*** Opening SOURCE PASSAGE ***

The Lake Machattie Area is a 909 km^{2} tract of land comprising Lakes Machattie, Mipia and Koolivoo, with the surrounding Georgina River and Eyre Creek floodplains, in the arid Channel Country of western Queensland, Australia. The area is important as a breeding site for waterbirds.

==Description==
The floodplains are seasonally flooded and contain several freshwater lakes which continue to hold water well after the floods have receded. Lakes Mipia and Koolivoo are inundated annually, with Mipia often retaining water until the following flood season, but Koolivoo usually dries up by early summer. Lake Machattie is flooded about once in three years. The three lakes are fresh when filled by floods but become increasingly saline as they dry out. The floodplains are characterised by anastomosing channels and waterholes lined with open coolibah woodland, surrounded by grasslands, forblands, samphire and lignum. Average annual rainfall is 168 mm.

*** Closing SOURCE PASSAGE ***
*** Opening RECORDED DATA ***

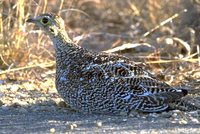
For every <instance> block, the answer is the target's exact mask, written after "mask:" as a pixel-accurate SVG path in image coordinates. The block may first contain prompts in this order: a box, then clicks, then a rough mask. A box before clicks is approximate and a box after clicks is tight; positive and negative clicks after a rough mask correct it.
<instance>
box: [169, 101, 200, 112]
mask: <svg viewBox="0 0 200 134" xmlns="http://www.w3.org/2000/svg"><path fill="white" fill-rule="evenodd" d="M168 109H169V110H173V109H178V110H181V111H196V110H200V107H197V106H196V105H194V104H192V103H189V102H186V101H185V100H180V101H177V102H175V103H170V104H169V108H168Z"/></svg>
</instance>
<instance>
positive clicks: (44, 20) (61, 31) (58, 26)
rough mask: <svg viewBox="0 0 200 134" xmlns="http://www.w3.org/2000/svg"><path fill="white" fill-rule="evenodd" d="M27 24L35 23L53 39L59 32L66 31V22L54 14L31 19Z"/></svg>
mask: <svg viewBox="0 0 200 134" xmlns="http://www.w3.org/2000/svg"><path fill="white" fill-rule="evenodd" d="M26 22H29V23H34V24H35V25H36V26H38V27H39V28H42V29H43V30H44V31H45V32H46V33H47V34H48V35H49V36H51V37H56V36H57V35H58V33H59V32H63V31H65V26H64V20H63V19H62V18H61V17H59V16H57V15H53V14H47V13H46V14H41V15H39V16H37V17H35V18H29V19H28V20H27V21H26Z"/></svg>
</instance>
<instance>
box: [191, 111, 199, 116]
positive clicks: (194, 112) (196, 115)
mask: <svg viewBox="0 0 200 134" xmlns="http://www.w3.org/2000/svg"><path fill="white" fill-rule="evenodd" d="M189 114H190V115H191V116H193V117H199V113H198V111H191V112H189Z"/></svg>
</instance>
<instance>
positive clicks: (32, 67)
mask: <svg viewBox="0 0 200 134" xmlns="http://www.w3.org/2000/svg"><path fill="white" fill-rule="evenodd" d="M54 64H55V62H54V61H52V62H49V63H41V64H36V65H30V66H25V67H19V68H13V69H9V70H5V71H1V72H0V75H2V74H7V73H10V72H15V71H21V70H25V69H31V68H36V67H40V68H47V67H51V66H53V65H54Z"/></svg>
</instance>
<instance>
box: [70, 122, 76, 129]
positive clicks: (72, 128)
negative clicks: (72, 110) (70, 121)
mask: <svg viewBox="0 0 200 134" xmlns="http://www.w3.org/2000/svg"><path fill="white" fill-rule="evenodd" d="M76 127H77V124H75V123H72V124H70V125H69V129H70V130H74V128H76Z"/></svg>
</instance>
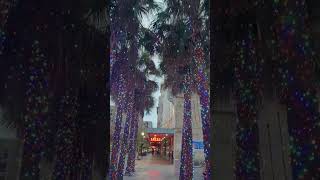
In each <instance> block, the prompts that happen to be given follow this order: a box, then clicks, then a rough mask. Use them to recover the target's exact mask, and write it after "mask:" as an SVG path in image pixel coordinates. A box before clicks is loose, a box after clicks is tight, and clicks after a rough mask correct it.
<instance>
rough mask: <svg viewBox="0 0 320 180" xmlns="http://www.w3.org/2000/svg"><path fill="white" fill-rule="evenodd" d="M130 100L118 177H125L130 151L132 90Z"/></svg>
mask: <svg viewBox="0 0 320 180" xmlns="http://www.w3.org/2000/svg"><path fill="white" fill-rule="evenodd" d="M128 96H129V101H128V108H127V117H126V121H125V125H124V129H123V138H122V144H121V149H120V156H119V163H118V179H122V178H123V170H124V162H125V157H126V155H127V152H128V136H129V133H130V132H129V127H130V124H133V123H132V116H133V93H132V92H130V93H129V94H128Z"/></svg>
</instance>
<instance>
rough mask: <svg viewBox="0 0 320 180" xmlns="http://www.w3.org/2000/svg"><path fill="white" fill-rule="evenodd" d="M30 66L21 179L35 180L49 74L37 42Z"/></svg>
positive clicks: (45, 104) (47, 98)
mask: <svg viewBox="0 0 320 180" xmlns="http://www.w3.org/2000/svg"><path fill="white" fill-rule="evenodd" d="M29 65H30V66H29V78H28V83H27V87H28V89H27V91H26V97H27V102H26V103H27V104H26V113H25V116H24V129H23V130H24V132H23V143H24V145H23V146H24V147H23V149H24V151H23V159H22V169H21V179H38V177H39V171H40V169H39V163H40V160H41V158H42V156H43V153H44V142H45V139H44V137H45V136H44V135H45V133H46V132H45V131H46V129H47V128H46V126H47V121H46V113H47V110H48V94H47V93H48V81H47V79H46V77H47V76H46V74H45V73H46V72H48V70H47V68H48V64H47V59H46V57H45V55H44V54H43V53H42V52H41V49H40V43H39V41H37V40H35V41H34V42H33V44H32V57H31V58H30V64H29Z"/></svg>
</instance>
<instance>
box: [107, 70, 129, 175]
mask: <svg viewBox="0 0 320 180" xmlns="http://www.w3.org/2000/svg"><path fill="white" fill-rule="evenodd" d="M119 76H120V77H119V81H117V82H112V83H115V84H117V87H118V88H117V92H118V95H117V96H118V104H117V105H118V107H117V112H116V113H117V115H116V119H115V131H114V133H113V139H112V151H111V160H110V161H111V162H110V169H109V178H110V179H111V180H114V179H117V166H118V165H117V164H118V153H119V148H120V132H121V129H122V127H121V123H122V113H123V112H124V101H125V92H126V90H125V79H124V77H123V74H122V73H120V75H119Z"/></svg>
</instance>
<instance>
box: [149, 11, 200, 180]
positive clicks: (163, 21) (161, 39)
mask: <svg viewBox="0 0 320 180" xmlns="http://www.w3.org/2000/svg"><path fill="white" fill-rule="evenodd" d="M177 9H178V10H177ZM177 9H174V8H172V7H171V6H168V8H167V9H165V10H164V11H163V12H160V13H159V14H158V19H157V20H156V21H155V23H154V30H155V33H156V34H157V39H158V42H157V47H156V49H157V50H158V52H159V53H160V54H161V55H162V62H161V64H160V67H161V70H162V72H163V74H164V75H165V81H164V82H165V87H166V88H170V89H171V91H172V93H173V95H177V94H178V93H181V92H182V93H184V119H183V132H182V148H181V149H182V152H181V166H180V178H182V179H184V178H187V179H189V178H192V172H193V170H192V168H193V164H192V163H193V161H192V127H191V125H192V123H191V107H190V103H191V100H190V97H191V93H192V92H196V90H195V82H194V79H195V77H193V76H192V72H194V71H195V68H196V67H195V65H194V64H193V63H192V58H190V57H192V50H191V46H190V44H191V43H190V41H191V31H190V29H189V28H188V27H189V24H188V23H189V22H188V20H187V19H186V18H184V17H183V16H182V15H181V16H180V15H179V16H176V17H174V18H171V17H170V16H169V15H168V12H170V11H177V13H178V14H179V12H180V11H179V8H177Z"/></svg>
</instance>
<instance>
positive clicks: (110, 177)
mask: <svg viewBox="0 0 320 180" xmlns="http://www.w3.org/2000/svg"><path fill="white" fill-rule="evenodd" d="M124 3H125V4H124ZM112 5H113V6H112V9H111V10H112V11H111V19H112V21H111V28H112V27H113V26H114V28H112V30H114V31H113V32H112V33H111V35H112V38H113V39H112V42H111V45H112V46H113V47H111V48H113V49H112V52H113V53H114V55H112V56H111V57H112V58H113V57H114V60H113V61H112V62H111V64H112V66H113V67H112V69H113V68H114V67H115V66H116V63H122V64H121V66H119V64H118V66H117V67H118V68H121V69H123V71H122V72H121V73H120V72H116V73H118V75H116V74H113V72H114V71H112V74H111V75H114V76H118V77H119V78H120V79H119V80H120V81H119V82H116V81H114V80H115V79H112V81H111V83H113V84H114V85H115V86H116V85H117V84H118V85H119V87H120V86H123V87H121V88H123V89H119V87H118V88H116V87H115V86H114V88H113V90H115V91H114V93H113V94H115V95H116V97H117V98H119V99H118V100H117V101H116V102H118V103H119V104H118V110H119V111H117V114H119V113H122V111H124V109H125V108H126V107H124V105H123V103H124V101H122V100H121V98H124V97H128V95H130V96H132V95H133V92H132V88H130V86H129V85H130V83H129V76H127V75H126V72H130V68H132V67H133V66H134V64H135V62H137V60H138V56H137V55H138V49H139V44H138V37H139V36H138V35H139V34H138V33H139V28H140V27H142V26H141V23H140V21H139V18H141V16H142V14H146V13H148V11H150V10H153V9H155V8H156V7H157V6H156V5H155V3H154V1H140V0H136V1H131V2H130V3H128V2H124V1H114V2H113V3H112ZM117 22H118V24H116V23H117ZM119 22H121V23H119ZM127 43H129V44H130V52H128V49H129V47H127ZM121 58H122V60H120V59H121ZM121 76H123V77H121ZM124 84H125V85H124ZM121 91H122V92H121ZM117 93H123V95H117ZM117 117H118V118H117V119H116V123H115V124H116V131H115V133H114V134H113V141H112V142H113V145H112V151H111V161H112V163H111V167H110V178H116V177H117V171H116V167H117V166H118V162H117V161H118V153H117V149H118V148H119V143H120V141H119V140H120V132H121V129H122V128H121V119H122V117H121V116H120V115H119V116H117ZM127 127H128V126H127ZM126 130H129V129H128V128H126ZM125 139H126V138H125ZM123 148H124V149H123V152H124V151H125V146H124V147H123ZM124 154H125V153H122V155H124ZM121 158H123V157H120V159H121ZM121 163H123V160H121ZM122 167H123V165H122V164H120V166H119V169H120V170H121V169H123V168H122ZM121 173H122V170H121Z"/></svg>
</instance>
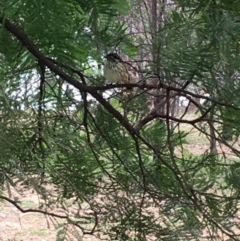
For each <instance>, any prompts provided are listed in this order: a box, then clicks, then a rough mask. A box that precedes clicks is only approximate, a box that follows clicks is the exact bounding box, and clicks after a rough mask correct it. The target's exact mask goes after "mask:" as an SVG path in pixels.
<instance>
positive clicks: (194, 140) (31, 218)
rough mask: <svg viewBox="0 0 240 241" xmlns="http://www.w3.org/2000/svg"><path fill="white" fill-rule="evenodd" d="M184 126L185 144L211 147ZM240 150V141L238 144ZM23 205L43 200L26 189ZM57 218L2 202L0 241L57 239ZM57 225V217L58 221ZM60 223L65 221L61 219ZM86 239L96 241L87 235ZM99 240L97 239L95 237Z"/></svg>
mask: <svg viewBox="0 0 240 241" xmlns="http://www.w3.org/2000/svg"><path fill="white" fill-rule="evenodd" d="M193 118H194V115H188V116H187V119H193ZM180 129H181V130H184V131H187V132H189V135H188V136H187V138H186V139H187V141H188V144H186V145H185V147H186V148H187V149H188V150H189V151H190V152H191V153H193V154H202V153H204V152H205V151H207V150H208V149H209V140H208V139H207V138H206V137H205V136H203V135H200V133H199V131H197V130H196V129H193V128H192V127H191V126H190V125H186V124H181V125H180ZM234 145H235V146H236V148H237V149H239V143H238V142H237V143H235V144H234ZM218 151H219V153H223V154H226V155H229V156H233V154H232V153H231V151H230V150H229V148H227V147H226V146H218ZM21 200H22V203H21V206H22V207H23V208H25V209H27V208H34V207H37V206H38V205H39V199H38V196H37V194H36V193H32V192H26V193H25V197H24V198H22V199H21ZM52 221H53V220H50V219H49V218H47V217H45V216H44V215H42V214H38V213H21V212H20V211H19V210H18V209H17V208H16V207H14V206H13V205H12V204H10V203H8V202H1V203H0V241H21V240H22V241H54V240H56V235H57V232H58V231H59V229H58V228H56V227H55V226H54V225H53V223H52ZM54 222H55V224H57V223H56V220H55V221H54ZM58 222H59V224H62V222H61V221H60V220H58ZM77 236H78V235H75V237H71V240H80V238H78V237H79V236H78V237H77ZM83 240H84V241H93V239H92V238H89V237H86V238H84V239H83ZM95 240H96V239H95Z"/></svg>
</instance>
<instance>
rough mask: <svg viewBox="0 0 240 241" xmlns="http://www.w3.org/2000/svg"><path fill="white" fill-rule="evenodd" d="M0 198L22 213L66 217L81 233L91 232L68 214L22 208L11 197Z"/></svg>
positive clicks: (36, 209) (90, 233)
mask: <svg viewBox="0 0 240 241" xmlns="http://www.w3.org/2000/svg"><path fill="white" fill-rule="evenodd" d="M0 199H3V200H5V201H7V202H9V203H11V204H12V205H14V206H15V207H16V208H17V209H18V210H19V211H20V212H22V213H41V214H43V215H48V216H51V217H55V218H60V219H66V220H67V221H68V222H69V223H71V224H73V225H74V226H76V227H78V228H80V229H81V230H82V232H83V234H92V233H91V232H92V231H91V232H86V231H84V228H83V227H81V226H80V225H79V224H77V222H75V221H73V220H71V219H70V218H69V216H68V215H59V214H56V213H52V212H47V211H43V210H40V209H32V208H29V209H23V208H22V207H21V206H20V205H18V204H17V202H16V201H13V200H12V199H10V198H8V197H5V196H2V195H0Z"/></svg>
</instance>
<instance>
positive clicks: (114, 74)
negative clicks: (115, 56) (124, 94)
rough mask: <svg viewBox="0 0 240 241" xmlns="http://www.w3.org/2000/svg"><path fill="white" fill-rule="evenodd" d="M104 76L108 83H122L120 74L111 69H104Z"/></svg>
mask: <svg viewBox="0 0 240 241" xmlns="http://www.w3.org/2000/svg"><path fill="white" fill-rule="evenodd" d="M103 74H104V77H105V78H106V79H107V81H109V82H111V83H116V82H122V80H121V76H120V75H119V74H118V72H116V71H114V70H112V69H109V68H108V67H105V68H104V70H103Z"/></svg>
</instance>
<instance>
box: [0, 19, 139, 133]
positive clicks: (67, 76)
mask: <svg viewBox="0 0 240 241" xmlns="http://www.w3.org/2000/svg"><path fill="white" fill-rule="evenodd" d="M0 23H1V24H2V25H3V27H4V28H5V29H6V30H7V31H9V32H10V33H12V34H13V35H14V36H15V37H16V38H17V39H18V40H19V41H20V42H21V43H22V44H23V45H24V46H25V47H26V48H27V49H28V50H29V52H30V53H31V54H32V55H34V56H35V57H36V58H37V59H38V61H40V62H41V63H43V64H45V66H46V67H48V68H49V69H50V70H51V71H52V72H53V73H55V74H56V75H59V76H60V77H61V78H62V79H64V80H65V81H67V82H68V83H69V84H71V85H72V86H74V87H75V88H76V89H78V90H79V91H82V92H88V93H89V94H91V95H92V97H94V98H95V99H96V100H97V101H98V102H99V103H100V104H102V105H103V106H104V108H105V109H106V110H107V111H108V112H110V113H111V114H112V115H113V116H114V117H115V118H116V119H117V120H118V121H119V122H120V123H121V124H122V125H123V126H124V127H125V129H126V130H127V131H128V132H129V133H130V135H134V134H136V131H135V130H134V128H133V126H132V125H131V124H130V123H129V122H128V120H127V119H126V118H124V116H122V115H121V113H120V112H119V111H117V110H116V109H115V108H113V107H112V105H111V104H110V103H109V102H107V101H106V100H105V99H104V98H103V97H102V96H101V95H100V94H98V92H97V89H96V88H93V87H89V86H87V85H85V84H82V83H80V82H79V81H78V80H77V79H75V78H73V77H71V76H70V75H68V74H66V73H65V72H64V71H62V70H61V69H60V68H59V67H58V66H57V65H56V64H54V63H53V62H52V61H51V60H49V59H48V58H47V57H46V56H44V55H43V54H42V53H41V51H40V50H39V48H38V47H37V45H35V44H34V43H33V42H32V41H31V40H30V39H29V37H28V36H27V35H26V33H25V32H23V31H22V30H20V29H19V28H17V27H16V26H15V25H14V24H12V23H11V22H10V21H9V20H8V19H6V18H4V17H3V16H0Z"/></svg>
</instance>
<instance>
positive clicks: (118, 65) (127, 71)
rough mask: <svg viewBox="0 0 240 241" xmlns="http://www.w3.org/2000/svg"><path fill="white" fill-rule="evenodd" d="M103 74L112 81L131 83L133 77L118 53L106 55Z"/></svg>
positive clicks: (124, 82)
mask: <svg viewBox="0 0 240 241" xmlns="http://www.w3.org/2000/svg"><path fill="white" fill-rule="evenodd" d="M106 59H107V61H106V64H105V66H104V70H103V74H104V77H105V78H106V79H107V81H109V82H111V83H125V84H127V83H130V82H131V78H130V75H129V73H128V71H127V69H126V66H125V64H124V62H123V61H122V59H121V58H120V57H119V55H118V54H116V53H110V54H108V55H106Z"/></svg>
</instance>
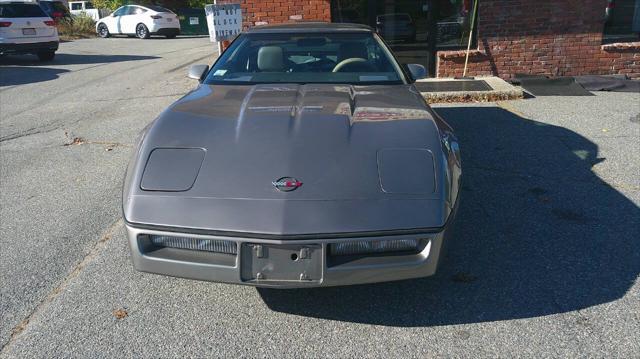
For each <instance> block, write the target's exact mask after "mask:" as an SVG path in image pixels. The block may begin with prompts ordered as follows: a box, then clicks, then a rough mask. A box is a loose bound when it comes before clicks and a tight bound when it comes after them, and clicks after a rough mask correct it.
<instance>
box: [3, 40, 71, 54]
mask: <svg viewBox="0 0 640 359" xmlns="http://www.w3.org/2000/svg"><path fill="white" fill-rule="evenodd" d="M56 50H58V41H47V42H32V43H6V44H0V54H1V55H8V54H16V55H18V54H36V53H38V52H40V51H56Z"/></svg>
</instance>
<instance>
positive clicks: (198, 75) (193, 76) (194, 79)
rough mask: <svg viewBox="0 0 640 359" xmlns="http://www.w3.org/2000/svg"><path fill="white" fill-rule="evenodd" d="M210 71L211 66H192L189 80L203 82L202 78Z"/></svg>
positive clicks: (190, 68)
mask: <svg viewBox="0 0 640 359" xmlns="http://www.w3.org/2000/svg"><path fill="white" fill-rule="evenodd" d="M208 70H209V65H191V67H189V75H188V76H189V78H191V79H194V80H198V81H202V77H203V76H204V74H206V73H207V71H208Z"/></svg>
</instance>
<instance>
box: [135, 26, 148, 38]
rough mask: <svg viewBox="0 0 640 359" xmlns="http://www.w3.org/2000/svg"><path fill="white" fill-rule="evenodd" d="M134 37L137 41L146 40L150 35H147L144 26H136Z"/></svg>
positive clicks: (145, 29) (146, 30)
mask: <svg viewBox="0 0 640 359" xmlns="http://www.w3.org/2000/svg"><path fill="white" fill-rule="evenodd" d="M136 36H137V37H138V38H139V39H148V38H149V36H151V34H149V29H147V27H146V26H145V25H144V24H138V26H136Z"/></svg>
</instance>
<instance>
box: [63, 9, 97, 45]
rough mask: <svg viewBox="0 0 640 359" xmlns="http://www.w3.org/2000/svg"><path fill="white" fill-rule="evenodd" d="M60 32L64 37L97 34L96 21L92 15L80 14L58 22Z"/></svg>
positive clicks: (76, 37) (68, 37) (80, 37)
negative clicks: (70, 18) (95, 21)
mask: <svg viewBox="0 0 640 359" xmlns="http://www.w3.org/2000/svg"><path fill="white" fill-rule="evenodd" d="M58 33H59V34H60V36H61V37H63V38H72V39H74V38H75V39H77V38H86V37H94V36H96V22H95V21H93V19H92V18H91V17H90V16H87V15H78V16H73V17H71V19H63V20H60V22H58Z"/></svg>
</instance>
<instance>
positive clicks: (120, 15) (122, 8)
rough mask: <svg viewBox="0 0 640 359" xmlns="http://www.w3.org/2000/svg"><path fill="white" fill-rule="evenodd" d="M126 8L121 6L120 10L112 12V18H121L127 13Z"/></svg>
mask: <svg viewBox="0 0 640 359" xmlns="http://www.w3.org/2000/svg"><path fill="white" fill-rule="evenodd" d="M127 7H128V6H123V7H121V8H119V9H118V10H116V11H114V12H113V16H122V15H125V13H126V11H127Z"/></svg>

*** Closing RECORDED DATA ***

EXERCISES TO COMPLETE —
1. Output the section of the Lake Machattie passage starting at "The Lake Machattie" and ending at "site for waterbirds.".
2. List every type of vegetation that the Lake Machattie passage names on the floodplains.
The rows have no connection to the Lake Machattie passage.

WRITTEN ANSWERS —
1.
The Lake Machattie Area is a 909 km^{2} tract of land comprising Lakes Machattie, Mipia and Koolivoo, with the surrounding Georgina River and Eyre Creek floodplains, in the arid Channel Country of western Queensland, Australia. The area is important as a breeding site for waterbirds.

2.
- open coolibah woodland
- grasslands
- forblands
- samphire
- lignum